:: SUPPLIED MATERIAL ::
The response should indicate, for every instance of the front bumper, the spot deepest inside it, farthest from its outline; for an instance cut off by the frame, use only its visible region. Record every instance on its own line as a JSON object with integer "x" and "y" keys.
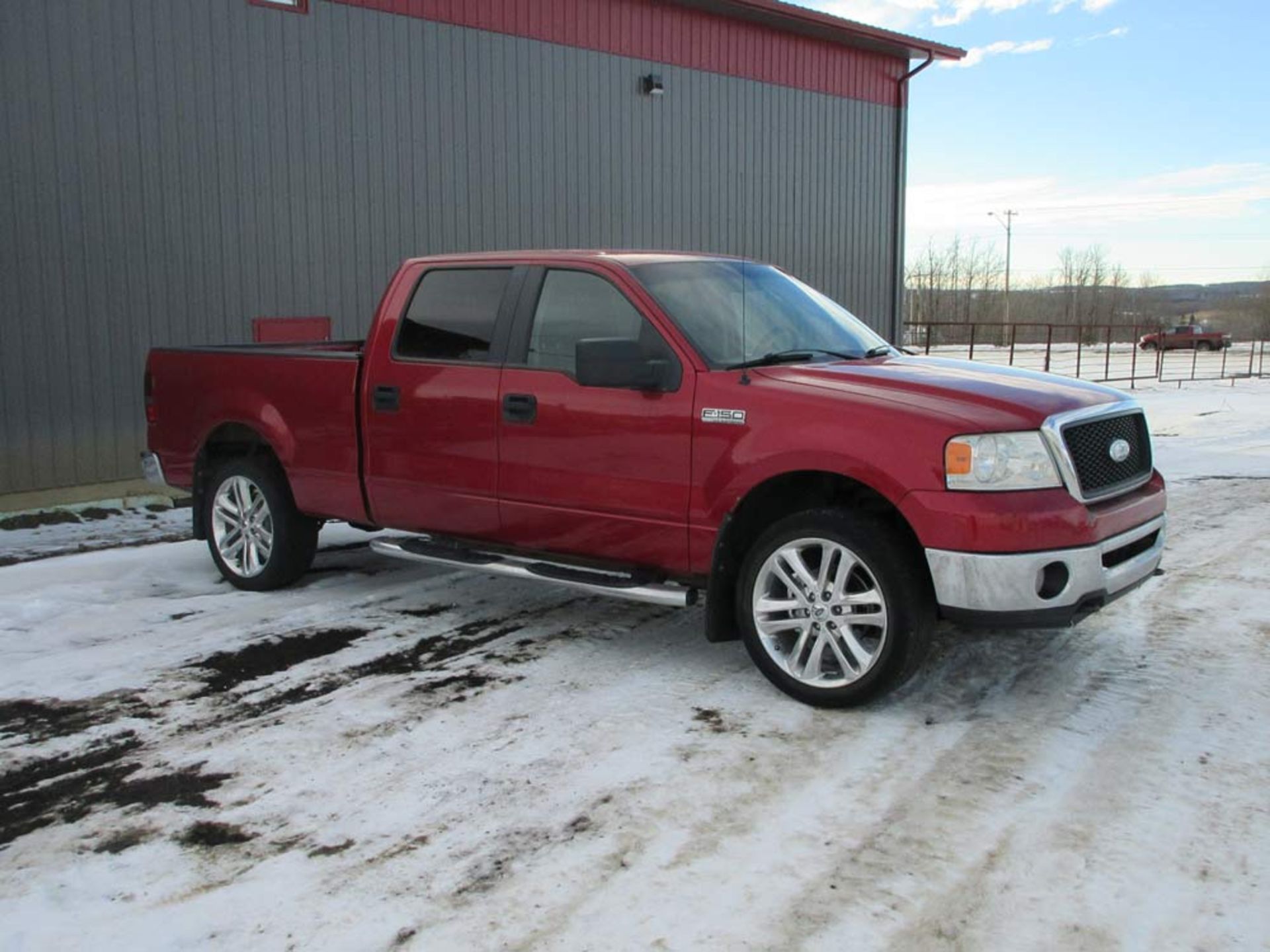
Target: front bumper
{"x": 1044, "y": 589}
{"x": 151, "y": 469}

...

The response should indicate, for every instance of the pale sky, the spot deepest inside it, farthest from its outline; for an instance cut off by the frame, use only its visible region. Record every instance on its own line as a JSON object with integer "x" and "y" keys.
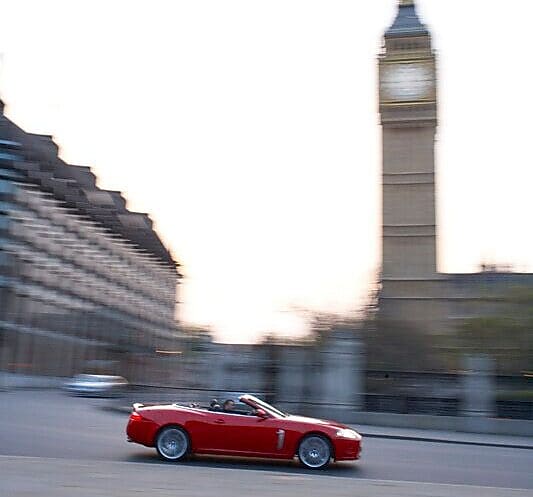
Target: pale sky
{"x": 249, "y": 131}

:: DESCRIPTION OF THE TASK ::
From the records above, pick out and copy each line holding the word "JSON".

:: WRITTEN RESPONSE ::
The response should indicate, for every instance of the front bumper, the spot deepest inside it, farthest from its outline; for an instance cut off by the frame, use only its visible region. Record every instance on its own line as a JSON object with integer "x" and "y" keys.
The response should indicate, for every instance of the pale sky, the spot deepest inside it, farthest from its outline; for an instance cut off by the frame, use only its visible region. Record every instance on its own line as a JSON object with integer "x" and "y" keys.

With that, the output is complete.